→ **Task requirements**: Rewrite the records below, changing each "integer pixels" to "whole-number pixels" and leaving all other text untouched.

→ **Provided records**:
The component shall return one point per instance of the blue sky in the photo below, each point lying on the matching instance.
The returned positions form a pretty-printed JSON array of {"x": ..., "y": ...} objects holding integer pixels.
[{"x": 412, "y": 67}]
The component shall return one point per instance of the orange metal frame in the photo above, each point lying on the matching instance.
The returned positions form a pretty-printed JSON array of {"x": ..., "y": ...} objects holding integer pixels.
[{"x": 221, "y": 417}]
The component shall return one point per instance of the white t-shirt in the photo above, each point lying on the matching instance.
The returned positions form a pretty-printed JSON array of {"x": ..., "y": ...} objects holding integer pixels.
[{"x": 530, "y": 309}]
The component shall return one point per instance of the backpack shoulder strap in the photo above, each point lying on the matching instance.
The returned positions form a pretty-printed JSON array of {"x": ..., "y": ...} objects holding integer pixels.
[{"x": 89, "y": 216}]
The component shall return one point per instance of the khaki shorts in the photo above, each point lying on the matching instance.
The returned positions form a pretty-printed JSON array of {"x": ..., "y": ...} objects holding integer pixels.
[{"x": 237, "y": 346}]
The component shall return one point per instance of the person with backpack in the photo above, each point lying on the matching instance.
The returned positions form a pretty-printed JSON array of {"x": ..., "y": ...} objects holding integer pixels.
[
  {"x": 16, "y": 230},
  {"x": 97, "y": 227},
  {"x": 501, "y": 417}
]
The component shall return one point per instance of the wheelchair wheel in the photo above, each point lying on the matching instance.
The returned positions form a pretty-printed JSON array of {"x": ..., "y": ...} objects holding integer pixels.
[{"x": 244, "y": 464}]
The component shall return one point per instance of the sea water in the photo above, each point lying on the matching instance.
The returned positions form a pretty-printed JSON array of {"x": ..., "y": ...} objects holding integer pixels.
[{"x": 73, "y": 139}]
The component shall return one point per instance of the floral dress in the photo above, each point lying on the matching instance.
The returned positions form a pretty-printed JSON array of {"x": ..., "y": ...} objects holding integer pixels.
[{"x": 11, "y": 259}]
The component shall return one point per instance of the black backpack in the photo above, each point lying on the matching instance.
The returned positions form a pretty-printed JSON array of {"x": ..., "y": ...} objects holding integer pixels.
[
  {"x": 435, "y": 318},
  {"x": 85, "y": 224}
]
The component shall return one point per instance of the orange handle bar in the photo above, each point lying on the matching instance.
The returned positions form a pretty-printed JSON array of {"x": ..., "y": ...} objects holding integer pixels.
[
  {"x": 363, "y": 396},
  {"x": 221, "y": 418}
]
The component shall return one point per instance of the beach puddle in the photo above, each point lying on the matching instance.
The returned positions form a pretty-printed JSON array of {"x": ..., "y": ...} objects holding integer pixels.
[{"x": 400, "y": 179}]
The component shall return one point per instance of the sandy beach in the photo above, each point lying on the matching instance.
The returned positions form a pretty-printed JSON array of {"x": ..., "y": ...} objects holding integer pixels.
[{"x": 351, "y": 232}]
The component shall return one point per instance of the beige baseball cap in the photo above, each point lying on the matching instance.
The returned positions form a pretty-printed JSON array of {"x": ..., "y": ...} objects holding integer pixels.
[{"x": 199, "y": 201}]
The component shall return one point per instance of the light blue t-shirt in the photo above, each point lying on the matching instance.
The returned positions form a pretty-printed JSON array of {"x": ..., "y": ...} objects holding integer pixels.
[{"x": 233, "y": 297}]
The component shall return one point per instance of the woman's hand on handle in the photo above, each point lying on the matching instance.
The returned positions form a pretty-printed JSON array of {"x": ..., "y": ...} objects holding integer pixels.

→ **Response below**:
The component shall return one point per instance of the blue sky in the photo below, each point lying on the matching instance.
The returned positions form a pretty-printed JSON array of {"x": ..., "y": ...} objects holding whole-number pixels.
[{"x": 412, "y": 67}]
The component shall return one point per instance of the orange metal frame in the photo above, each point lying on the matching instance.
The returned positions form a pretty-printed JSON array of {"x": ..., "y": ...} objects holding whole-number pixels.
[{"x": 221, "y": 417}]
The component shall return one point per instance of the white t-shirt in the photo above, each point lying on the matching instance.
The returned positions form a pretty-printed JSON array of {"x": ..., "y": ...} objects holding whole-number pixels.
[{"x": 530, "y": 309}]
The component shall return one point per instance of the backpack shoulder strap in the photo above, each point lying on the matching instance.
The returned positions form a pretty-printed JSON array of {"x": ..., "y": ...} objects holding whole-number pixels.
[{"x": 89, "y": 216}]
The component shall return one point per instance of the khaki shorts in the photo above, each point lying on the matching instance.
The returned positions form a pretty-printed JSON array of {"x": ..., "y": ...} objects holding whole-number pixels.
[{"x": 237, "y": 346}]
The component shall return one point per instance of the person with backpack in the photo above, each point lying on the matching instance.
The returned positions form a pretty-printed JSON array of {"x": ..., "y": ...} objects holding whole-number pixels.
[
  {"x": 16, "y": 230},
  {"x": 97, "y": 227},
  {"x": 501, "y": 417}
]
The component shall return one point per instance of the wheelchair wheel in the photo above, each point lying on the matching instance.
The returned positions form a pretty-printed JSON array of {"x": ..., "y": ...} objects holding whole-number pixels.
[{"x": 244, "y": 464}]
The component shall return one point per instance of the sea water in the photo above, each point lying on the matching instance.
The returned positions form a pretty-printed JSON array of {"x": ..., "y": ...} objects holding whole-number pixels.
[{"x": 73, "y": 139}]
The component shall return one point per instance of the floral dress in the photo above, each point lying on the matching instance.
The returned positions form a pretty-printed JSON array of {"x": ..., "y": ...} objects holding whole-number pixels.
[{"x": 11, "y": 259}]
The component shall return one point per instance of the black backpack in the photo above, each point lying on the matching instance.
The returned positions form a pretty-printed JSON array of {"x": ..., "y": ...} objects holding whole-number pixels.
[
  {"x": 435, "y": 318},
  {"x": 85, "y": 224}
]
The component shall return one point per instance of the orange handle bar in the photo above, each point lying on the matching instance.
The returned positions form a pretty-printed JSON array of {"x": ..., "y": ...} objects holding whole-number pixels.
[
  {"x": 363, "y": 396},
  {"x": 221, "y": 418}
]
The component shall return one point per instance of the beach puddle in the photo above, each point lying on the matching instance.
The returned positions form a pretty-printed JSON array of {"x": ..., "y": ...} objects holding whole-number pixels.
[{"x": 400, "y": 179}]
The component shall return one point per instance of the sandy beach in the photo above, each point lying on the matching instance.
The returned positions form a pretty-printed JSON array of {"x": ..., "y": ...} objects holding whole-number pixels.
[{"x": 351, "y": 232}]
The component shall return one point per instance of the beige baseball cap in the photo above, each point lying on the matching instance.
The returned positions form a pretty-printed JSON array of {"x": ..., "y": ...} objects holding whole-number pixels.
[{"x": 199, "y": 201}]
The component shall return one point per instance of the light blue t-shirt in the photo above, each point lying on the matching instance.
The returned positions form a pretty-printed JSON array of {"x": ..., "y": ...} objects holding whole-number pixels.
[{"x": 233, "y": 297}]
The component shall return one point per instance of the woman's hand on handle in the photo above, each point lying on the matching instance.
The returned positions form a pretty-printed JSON array of {"x": ..., "y": ...} objects holding whole-number pixels.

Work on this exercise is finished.